:: Task details ::
Reproduce the article on cluster management with Apache Mesos and Marathon in full, word for word, before anything else.

Cluster Management using Apache Mesos & Marathon

By August 21, 2017 November 6th, 2020 No Comments

Cluster Management using Apache Mesos & Marathon

21 AUG, 2017

Cluster Management using Mesos as cluster manager, Marathon as its framework.

Before looking at what is cluster management or task scheduling let’s look at the challenges we faced before using Mesos, static partitioning, dynamic partitioning, etc.

Static Partitioning:
Cluster management

In the above mentioned diagram we have racks of servers, and we can see that fixed servers are assigned to different applications – MySQL, Cassandra, Rails, Hadoop and memcached.

Now let’s take a scenario where Hadoop servers are fully utilized and more servers are needed for Hadoop. Let’s assume that other servers are under-utilized, so we cannot assign other existing servers to Hadoop as they are assigned to other applications.

What are the disadvantages here?

  • Memory Utilization as we are not fully utilizing our existing servers.
  • Higher cost

Challenges before Mesos

  • How to manage distribution of Modern apps? Of course manually and with Ops team.
  • Static partitioning of cluster, leads to Low utilization [30%].
  • Developers’ challenge is to build apps that scale elastically and also handle inevitable faults.
  • Ops have to manage and scale all Apps individually
  • Managing out-f-the-box NFR (Non Functional Requirement)

Types of Resource-utilization:

  • Intra machine resource sharing: Share a single machine’s resources between multiple apps (multi-tenancy).
  • Intra-datacenter resource sharing: Share multiple machines’ resources between multiple apps.

What is a Cluster Manager?

:: Supplied information ::
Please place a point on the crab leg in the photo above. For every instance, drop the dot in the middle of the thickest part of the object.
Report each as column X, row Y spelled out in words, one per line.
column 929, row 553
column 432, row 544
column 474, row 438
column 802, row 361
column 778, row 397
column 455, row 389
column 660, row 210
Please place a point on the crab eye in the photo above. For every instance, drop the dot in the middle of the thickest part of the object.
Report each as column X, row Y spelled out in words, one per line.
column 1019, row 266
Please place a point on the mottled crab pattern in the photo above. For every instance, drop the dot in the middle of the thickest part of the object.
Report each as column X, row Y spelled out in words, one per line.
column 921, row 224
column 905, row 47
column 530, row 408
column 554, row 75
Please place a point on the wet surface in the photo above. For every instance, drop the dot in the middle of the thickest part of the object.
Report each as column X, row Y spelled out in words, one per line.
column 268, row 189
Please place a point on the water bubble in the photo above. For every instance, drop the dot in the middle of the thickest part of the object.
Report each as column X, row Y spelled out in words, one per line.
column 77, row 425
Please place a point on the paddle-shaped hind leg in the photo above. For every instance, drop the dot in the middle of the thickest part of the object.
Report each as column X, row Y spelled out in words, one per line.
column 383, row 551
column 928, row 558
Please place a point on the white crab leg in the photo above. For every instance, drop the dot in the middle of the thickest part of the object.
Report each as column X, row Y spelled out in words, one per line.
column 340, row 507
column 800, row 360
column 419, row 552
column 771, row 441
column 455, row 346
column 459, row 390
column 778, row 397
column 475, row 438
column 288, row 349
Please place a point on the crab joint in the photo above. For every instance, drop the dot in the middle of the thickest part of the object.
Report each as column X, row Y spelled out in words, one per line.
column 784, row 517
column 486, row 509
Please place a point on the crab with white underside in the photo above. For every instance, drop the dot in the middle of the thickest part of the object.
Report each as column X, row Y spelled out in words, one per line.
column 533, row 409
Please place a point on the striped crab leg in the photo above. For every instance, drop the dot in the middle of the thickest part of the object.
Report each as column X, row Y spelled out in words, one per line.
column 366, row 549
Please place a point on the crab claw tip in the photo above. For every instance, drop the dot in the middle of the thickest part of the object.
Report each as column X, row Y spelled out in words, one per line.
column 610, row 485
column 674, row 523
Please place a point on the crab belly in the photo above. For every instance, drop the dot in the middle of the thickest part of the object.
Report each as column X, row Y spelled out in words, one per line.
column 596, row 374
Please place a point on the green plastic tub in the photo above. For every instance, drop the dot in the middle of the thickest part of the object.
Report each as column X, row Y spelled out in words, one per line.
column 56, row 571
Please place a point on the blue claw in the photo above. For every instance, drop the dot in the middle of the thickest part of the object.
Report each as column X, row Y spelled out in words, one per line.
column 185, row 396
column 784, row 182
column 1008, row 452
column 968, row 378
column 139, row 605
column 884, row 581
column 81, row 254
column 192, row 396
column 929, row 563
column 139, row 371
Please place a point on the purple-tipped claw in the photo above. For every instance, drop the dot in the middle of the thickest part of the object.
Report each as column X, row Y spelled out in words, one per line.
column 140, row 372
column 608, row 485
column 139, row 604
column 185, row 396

:: Written reply ::
Cluster Management using Apache Mesos & Marathon

By August 21, 2017 November 6th, 2020 No Comments

Cluster Management using Apache Mesos & Marathon

21 AUG, 2017

Cluster Management using Mesos as cluster manager, Marathon as its framework.

Before looking at what is cluster management or task scheduling let’s look at the challenges we faced before using Mesos, static partitioning, dynamic partitioning, etc.

Static Partitioning:
Cluster management

In the above mentioned diagram we have racks of servers, and we can see that fixed servers are assigned to different applications – MySQL, Cassandra, Rails, Hadoop and memcached.

Now let’s take a scenario where Hadoop servers are fully utilized and more servers are needed for Hadoop. Let’s assume that other servers are under-utilized, so we cannot assign other existing servers to Hadoop as they are assigned to other applications.

What are the disadvantages here?

  • Memory Utilization as we are not fully utilizing our existing servers.
  • Higher cost

Challenges before Mesos

  • How to manage distribution of Modern apps? Of course manually and with Ops team.
  • Static partitioning of cluster, leads to Low utilization [30%].
  • Developers’ challenge is to build apps that scale elastically and also handle inevitable faults.
  • Ops have to manage and scale all Apps individually
  • Managing out-f-the-box NFR (Non Functional Requirement)

Types of Resource-utilization:

  • Intra machine resource sharing: Share a single machine’s resources between multiple apps (multi-tenancy).
  • Intra-datacenter resource sharing: Share multiple machines’ resources between multiple apps.

What is a Cluster Manager?